▶ **ЗАДАНИЕ**
Запишите фрагмент приведённых ниже данных в виде JSON-списка строковых значений, по одному на каждую строку, без пустых строк. Фрагмент начинается со строки, содержащей «the white wing», и заканчивается строкой, содержащей «x=249, y=95», причём обе эти строки входят в него.

(Данные с указанием точек)
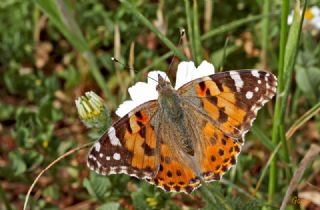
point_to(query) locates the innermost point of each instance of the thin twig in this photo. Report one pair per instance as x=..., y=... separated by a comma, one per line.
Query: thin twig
x=49, y=166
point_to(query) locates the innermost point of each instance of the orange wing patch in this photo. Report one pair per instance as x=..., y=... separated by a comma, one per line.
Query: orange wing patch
x=174, y=175
x=221, y=106
x=129, y=146
x=219, y=154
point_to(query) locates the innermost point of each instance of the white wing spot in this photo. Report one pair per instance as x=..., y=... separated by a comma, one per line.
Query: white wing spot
x=255, y=73
x=116, y=156
x=97, y=146
x=237, y=79
x=249, y=95
x=113, y=138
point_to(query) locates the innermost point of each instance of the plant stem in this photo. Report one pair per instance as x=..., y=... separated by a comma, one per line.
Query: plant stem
x=277, y=117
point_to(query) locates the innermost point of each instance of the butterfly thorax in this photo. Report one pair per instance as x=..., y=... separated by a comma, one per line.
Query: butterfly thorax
x=170, y=105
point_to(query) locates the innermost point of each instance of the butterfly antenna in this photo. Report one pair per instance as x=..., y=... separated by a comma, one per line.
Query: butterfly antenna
x=224, y=53
x=182, y=33
x=128, y=67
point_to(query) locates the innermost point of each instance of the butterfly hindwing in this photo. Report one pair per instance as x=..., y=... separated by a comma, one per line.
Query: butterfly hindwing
x=129, y=146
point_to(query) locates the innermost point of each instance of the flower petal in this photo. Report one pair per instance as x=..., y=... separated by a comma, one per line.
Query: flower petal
x=126, y=107
x=187, y=72
x=205, y=69
x=153, y=77
x=184, y=73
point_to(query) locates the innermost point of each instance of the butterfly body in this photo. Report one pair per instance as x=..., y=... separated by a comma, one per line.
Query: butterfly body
x=188, y=134
x=170, y=104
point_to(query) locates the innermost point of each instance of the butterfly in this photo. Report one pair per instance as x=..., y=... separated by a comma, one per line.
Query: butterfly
x=177, y=138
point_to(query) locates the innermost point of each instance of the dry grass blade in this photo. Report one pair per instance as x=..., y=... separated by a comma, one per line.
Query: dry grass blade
x=308, y=158
x=49, y=166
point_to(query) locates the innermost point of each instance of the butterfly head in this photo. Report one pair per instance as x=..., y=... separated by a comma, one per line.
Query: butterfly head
x=163, y=86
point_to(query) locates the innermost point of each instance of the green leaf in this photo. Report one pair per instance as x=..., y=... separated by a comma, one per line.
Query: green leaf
x=109, y=206
x=139, y=200
x=97, y=186
x=17, y=165
x=218, y=56
x=308, y=80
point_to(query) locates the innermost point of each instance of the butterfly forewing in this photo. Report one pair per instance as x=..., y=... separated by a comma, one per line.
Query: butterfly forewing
x=129, y=146
x=231, y=99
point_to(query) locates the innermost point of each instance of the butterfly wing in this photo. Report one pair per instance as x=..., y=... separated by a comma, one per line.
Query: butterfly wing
x=129, y=146
x=231, y=99
x=177, y=171
x=222, y=108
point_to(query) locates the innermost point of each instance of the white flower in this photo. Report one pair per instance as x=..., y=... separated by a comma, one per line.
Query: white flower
x=142, y=92
x=311, y=17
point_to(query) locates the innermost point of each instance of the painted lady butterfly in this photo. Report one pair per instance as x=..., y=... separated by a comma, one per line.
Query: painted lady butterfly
x=177, y=137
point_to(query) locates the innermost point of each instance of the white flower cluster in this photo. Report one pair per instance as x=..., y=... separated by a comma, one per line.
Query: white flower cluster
x=142, y=92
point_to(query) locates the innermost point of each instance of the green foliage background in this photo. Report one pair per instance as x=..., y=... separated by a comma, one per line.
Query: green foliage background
x=52, y=51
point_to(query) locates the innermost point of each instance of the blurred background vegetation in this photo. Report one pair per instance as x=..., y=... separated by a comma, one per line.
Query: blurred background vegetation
x=52, y=51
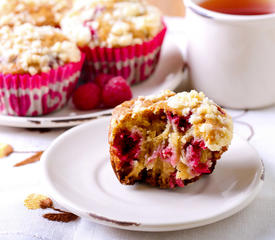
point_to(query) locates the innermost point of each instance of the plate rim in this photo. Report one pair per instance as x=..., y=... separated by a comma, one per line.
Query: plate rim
x=56, y=195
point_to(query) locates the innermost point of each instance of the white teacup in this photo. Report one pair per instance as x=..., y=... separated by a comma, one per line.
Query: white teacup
x=231, y=57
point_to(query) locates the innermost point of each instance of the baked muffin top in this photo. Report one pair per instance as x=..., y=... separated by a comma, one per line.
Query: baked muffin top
x=111, y=23
x=209, y=122
x=31, y=49
x=36, y=12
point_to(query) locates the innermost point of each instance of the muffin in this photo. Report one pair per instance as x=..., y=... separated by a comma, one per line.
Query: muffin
x=39, y=68
x=36, y=12
x=168, y=140
x=119, y=37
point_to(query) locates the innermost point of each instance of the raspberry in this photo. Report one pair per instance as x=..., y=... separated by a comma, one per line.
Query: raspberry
x=102, y=79
x=87, y=96
x=116, y=91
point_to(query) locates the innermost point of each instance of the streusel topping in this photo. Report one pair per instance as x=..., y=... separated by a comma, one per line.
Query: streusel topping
x=36, y=12
x=111, y=23
x=31, y=49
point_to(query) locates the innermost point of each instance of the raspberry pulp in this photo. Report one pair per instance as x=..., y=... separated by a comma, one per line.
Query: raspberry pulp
x=116, y=91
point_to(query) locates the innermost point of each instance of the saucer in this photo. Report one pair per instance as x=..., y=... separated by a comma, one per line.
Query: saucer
x=78, y=175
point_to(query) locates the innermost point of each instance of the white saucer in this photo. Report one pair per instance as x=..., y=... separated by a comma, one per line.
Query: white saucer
x=168, y=75
x=78, y=175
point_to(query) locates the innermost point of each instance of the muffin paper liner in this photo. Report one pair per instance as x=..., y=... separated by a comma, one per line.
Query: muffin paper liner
x=135, y=63
x=40, y=94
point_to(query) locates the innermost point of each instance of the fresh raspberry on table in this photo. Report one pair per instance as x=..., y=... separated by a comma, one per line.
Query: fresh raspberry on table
x=87, y=96
x=103, y=79
x=116, y=91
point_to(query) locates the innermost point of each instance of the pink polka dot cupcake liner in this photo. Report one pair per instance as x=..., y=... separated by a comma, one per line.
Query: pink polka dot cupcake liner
x=135, y=63
x=40, y=94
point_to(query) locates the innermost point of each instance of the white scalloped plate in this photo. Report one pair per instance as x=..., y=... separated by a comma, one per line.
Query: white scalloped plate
x=168, y=75
x=79, y=176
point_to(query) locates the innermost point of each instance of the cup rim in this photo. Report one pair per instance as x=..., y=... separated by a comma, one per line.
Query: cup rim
x=194, y=7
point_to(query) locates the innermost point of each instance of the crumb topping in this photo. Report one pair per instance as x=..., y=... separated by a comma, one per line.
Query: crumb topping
x=111, y=23
x=209, y=121
x=168, y=139
x=31, y=49
x=36, y=12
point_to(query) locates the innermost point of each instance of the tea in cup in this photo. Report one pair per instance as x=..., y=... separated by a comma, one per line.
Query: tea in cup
x=231, y=51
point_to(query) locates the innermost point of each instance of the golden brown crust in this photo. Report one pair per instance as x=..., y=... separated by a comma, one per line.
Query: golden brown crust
x=145, y=115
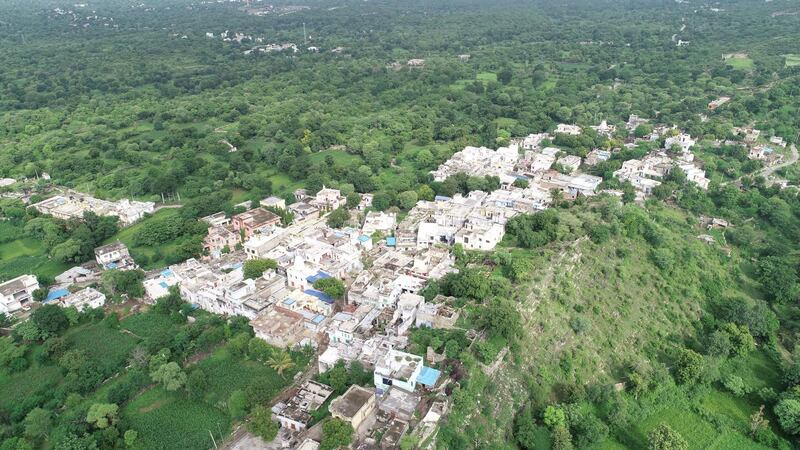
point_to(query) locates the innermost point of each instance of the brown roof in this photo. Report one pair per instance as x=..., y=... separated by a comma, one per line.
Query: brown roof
x=349, y=404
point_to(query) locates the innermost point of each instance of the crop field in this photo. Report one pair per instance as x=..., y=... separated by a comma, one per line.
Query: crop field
x=741, y=63
x=106, y=347
x=167, y=421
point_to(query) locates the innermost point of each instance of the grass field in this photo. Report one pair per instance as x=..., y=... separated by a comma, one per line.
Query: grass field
x=792, y=60
x=106, y=347
x=148, y=324
x=168, y=420
x=227, y=373
x=741, y=63
x=156, y=256
x=27, y=255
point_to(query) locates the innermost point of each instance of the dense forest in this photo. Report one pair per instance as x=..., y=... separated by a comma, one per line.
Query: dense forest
x=608, y=324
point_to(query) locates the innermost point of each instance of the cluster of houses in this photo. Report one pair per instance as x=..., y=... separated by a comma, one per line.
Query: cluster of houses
x=72, y=205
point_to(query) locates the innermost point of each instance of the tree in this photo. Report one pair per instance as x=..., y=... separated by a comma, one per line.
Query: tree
x=336, y=434
x=689, y=365
x=130, y=437
x=254, y=268
x=332, y=287
x=554, y=417
x=170, y=375
x=38, y=423
x=501, y=318
x=788, y=412
x=407, y=199
x=196, y=384
x=261, y=423
x=102, y=415
x=237, y=404
x=28, y=331
x=280, y=362
x=338, y=218
x=50, y=319
x=665, y=438
x=758, y=422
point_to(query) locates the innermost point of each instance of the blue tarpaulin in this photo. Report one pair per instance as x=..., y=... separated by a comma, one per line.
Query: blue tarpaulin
x=428, y=376
x=320, y=295
x=55, y=295
x=320, y=275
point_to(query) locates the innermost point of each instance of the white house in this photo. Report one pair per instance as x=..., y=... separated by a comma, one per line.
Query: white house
x=17, y=294
x=397, y=369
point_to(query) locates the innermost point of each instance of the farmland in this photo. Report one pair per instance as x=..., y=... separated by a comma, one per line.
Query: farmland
x=103, y=351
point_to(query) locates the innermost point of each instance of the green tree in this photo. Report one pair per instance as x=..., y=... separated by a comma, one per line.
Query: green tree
x=332, y=287
x=788, y=412
x=665, y=438
x=237, y=404
x=170, y=375
x=38, y=423
x=254, y=268
x=554, y=417
x=130, y=437
x=336, y=434
x=102, y=415
x=50, y=319
x=280, y=362
x=689, y=365
x=196, y=384
x=338, y=218
x=261, y=423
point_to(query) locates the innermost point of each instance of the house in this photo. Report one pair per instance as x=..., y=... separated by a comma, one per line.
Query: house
x=405, y=314
x=308, y=444
x=378, y=221
x=572, y=130
x=605, y=129
x=634, y=121
x=280, y=327
x=354, y=406
x=718, y=102
x=570, y=162
x=437, y=315
x=398, y=369
x=17, y=294
x=399, y=404
x=303, y=210
x=217, y=219
x=250, y=222
x=114, y=256
x=83, y=299
x=597, y=156
x=393, y=434
x=73, y=205
x=328, y=199
x=77, y=274
x=682, y=140
x=273, y=202
x=759, y=152
x=295, y=414
x=219, y=238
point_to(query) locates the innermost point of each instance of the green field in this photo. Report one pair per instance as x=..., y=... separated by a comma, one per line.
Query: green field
x=168, y=420
x=741, y=63
x=792, y=60
x=156, y=256
x=26, y=255
x=106, y=347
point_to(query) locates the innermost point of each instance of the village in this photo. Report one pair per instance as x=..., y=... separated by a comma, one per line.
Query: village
x=383, y=265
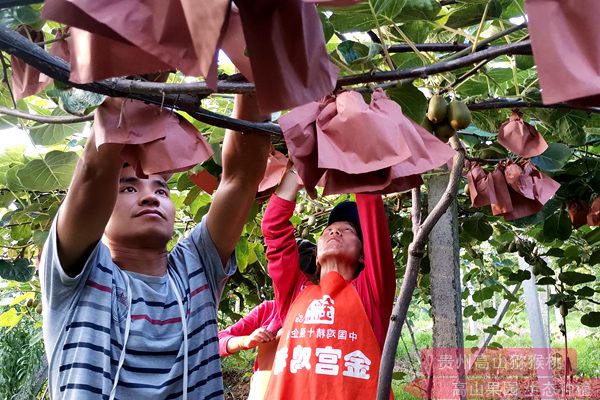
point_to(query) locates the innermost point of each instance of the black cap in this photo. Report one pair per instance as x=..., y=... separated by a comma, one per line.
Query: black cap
x=348, y=212
x=308, y=256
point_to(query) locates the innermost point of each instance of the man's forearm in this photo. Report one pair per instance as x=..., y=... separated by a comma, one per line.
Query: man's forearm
x=91, y=198
x=244, y=163
x=237, y=343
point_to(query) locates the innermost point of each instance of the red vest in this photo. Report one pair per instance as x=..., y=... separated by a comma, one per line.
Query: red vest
x=328, y=349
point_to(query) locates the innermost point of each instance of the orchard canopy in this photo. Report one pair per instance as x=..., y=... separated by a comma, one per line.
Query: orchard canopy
x=478, y=52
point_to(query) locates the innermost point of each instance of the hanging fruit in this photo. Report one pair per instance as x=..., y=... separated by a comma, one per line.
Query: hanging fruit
x=437, y=110
x=459, y=115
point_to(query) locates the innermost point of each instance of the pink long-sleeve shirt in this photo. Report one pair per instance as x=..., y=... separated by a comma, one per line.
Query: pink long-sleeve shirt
x=376, y=284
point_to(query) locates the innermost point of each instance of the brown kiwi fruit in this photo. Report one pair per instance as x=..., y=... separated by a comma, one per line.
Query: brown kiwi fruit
x=437, y=109
x=459, y=115
x=444, y=132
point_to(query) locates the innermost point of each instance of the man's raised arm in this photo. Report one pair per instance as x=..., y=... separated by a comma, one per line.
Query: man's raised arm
x=88, y=205
x=244, y=162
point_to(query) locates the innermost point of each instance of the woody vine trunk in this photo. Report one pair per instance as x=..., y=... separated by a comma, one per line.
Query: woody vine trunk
x=415, y=255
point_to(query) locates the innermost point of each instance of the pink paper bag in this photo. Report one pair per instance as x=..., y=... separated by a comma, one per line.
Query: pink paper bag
x=520, y=137
x=565, y=49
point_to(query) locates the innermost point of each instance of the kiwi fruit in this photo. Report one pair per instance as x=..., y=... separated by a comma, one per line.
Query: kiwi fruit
x=437, y=109
x=564, y=309
x=459, y=115
x=428, y=125
x=444, y=132
x=305, y=232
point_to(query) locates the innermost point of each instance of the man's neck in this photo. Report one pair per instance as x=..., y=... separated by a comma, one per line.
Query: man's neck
x=140, y=260
x=344, y=269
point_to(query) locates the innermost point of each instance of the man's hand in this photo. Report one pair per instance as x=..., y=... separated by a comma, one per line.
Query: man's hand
x=260, y=335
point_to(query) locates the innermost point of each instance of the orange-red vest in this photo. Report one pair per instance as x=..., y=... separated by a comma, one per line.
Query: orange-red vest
x=328, y=349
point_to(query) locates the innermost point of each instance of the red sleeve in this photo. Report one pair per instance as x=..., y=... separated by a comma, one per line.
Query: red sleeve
x=376, y=285
x=245, y=326
x=282, y=253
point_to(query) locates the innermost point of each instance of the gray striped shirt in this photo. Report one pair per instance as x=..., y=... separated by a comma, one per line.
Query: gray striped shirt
x=84, y=324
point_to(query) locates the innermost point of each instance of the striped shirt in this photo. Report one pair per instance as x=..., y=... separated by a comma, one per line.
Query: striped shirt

▶ **ОТВЕТ К ЗАДАНИЮ**
[
  "point_to(query) locates the innermost point of each instance of the white wing spot in this photo. Report one pair per instance as x=..., y=... separated by a comma, one per line.",
  "Query: white wing spot",
  "x=255, y=73",
  "x=116, y=156",
  "x=97, y=146",
  "x=237, y=79",
  "x=249, y=95"
]